• Task instructions
A – According to the commentary on 1 John 5, whom does John always mean when he uses the word "brother" in his Letter?
B – The last paragraph of the commentary on 1 John 5 names the possible responses of a believer who sees a brother sin. List all three, and mark which ones are ruled out and which one is required.
C – Resume the commentary on 1 John 5 after its final sentence.

• Source
--------
In 1 John 5:13-15, John explains how the confidence that we have toward our eternal life translates into the way we conduct lives that are motivated and governed by prayer. In v. 16-17, John gives us a very specific application for the prayer that should stem from our confidence:

[16] If anyone sees his brother committing a sin not leading to death, he shall ask, and God will give him life—to those who commit sins that do not lead to death. There is sin that leads to death; I do not say that one should pray for that. [17] All wrongdoing is sin, but there is sin that does not lead to death. (1 John 5:16-17)

The particular application of the general principle of prayer is the reclamation of a wandering, prodigal brother. John always uses “brother” to refer to a believer in his Letter, and so the situation is that of one believer sinning in such a way that is visible to a fellow believer. The believer who observes his brother’s sin is neither to gossip or to ignore–the believer is called to pray for his brother, with the confidence and assurance that God will give life to this struggling brother.
--------
• Provided material

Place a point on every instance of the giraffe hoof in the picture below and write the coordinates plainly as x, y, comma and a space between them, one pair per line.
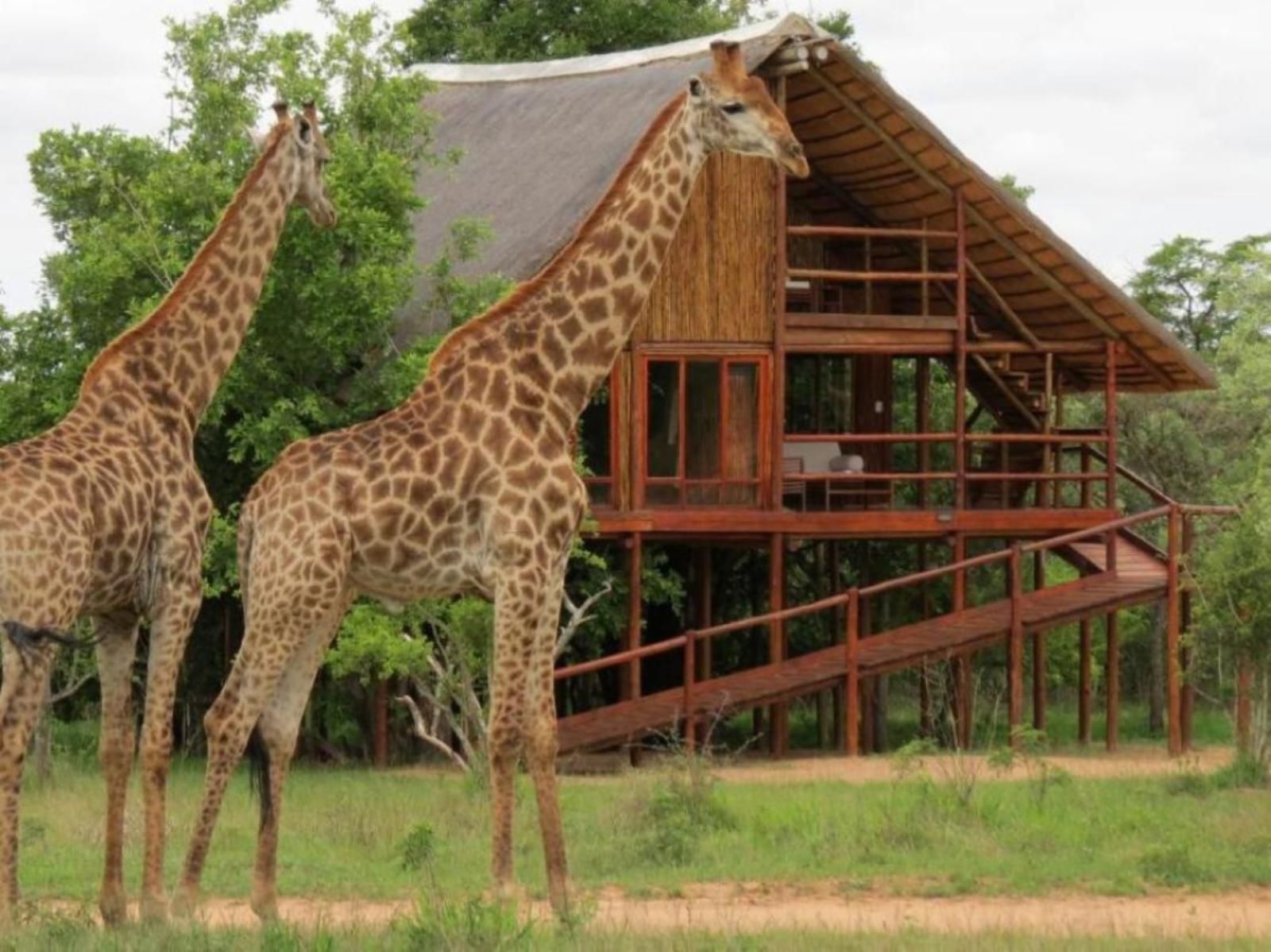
--------
• Answers for the tasks
A – A believer.

B –
- Gossip (ruled out)
- Ignore the sin (ruled out)
- Pray for the brother (required)

C –
The obvious question in this passage concerns the “sin that leads to death.” What on earth might this be? Based on the context of the entire book, the sin that leads to death is most likely persistent, apostate rejection of Jesus Christ’s being the Son of God, resulting in a schismatic separation from the church of faithful believers (cf. 1 John 3:18-27; 1 John 4:1-6). This is debated some, but the “antichrists” and “false prophets” whom John denounces seem to be the most obvious candidates for this ignominious status.

Two cautions about how we should interpret the “sin that leads to death”:

  1. While John enigmatically says, “There is sin that leads to death; I do not say that one should pray for that,” we should keep in mind that he does not forbid that we should pray for those who commit the sin that leads to death. I point this out so that you are not hindered in your prayers by a concern about praying for the wrong people. God may teach you that praying for a particularly hard-hearted person is not according to his will; he told Jeremiah to cease praying for the hard-hearted Israelites (Jeremiah 7:16-18; 11:14; 14:11; cf. Colin Kruse, The Letters of John), but that is his business. Pray until God directs you not to.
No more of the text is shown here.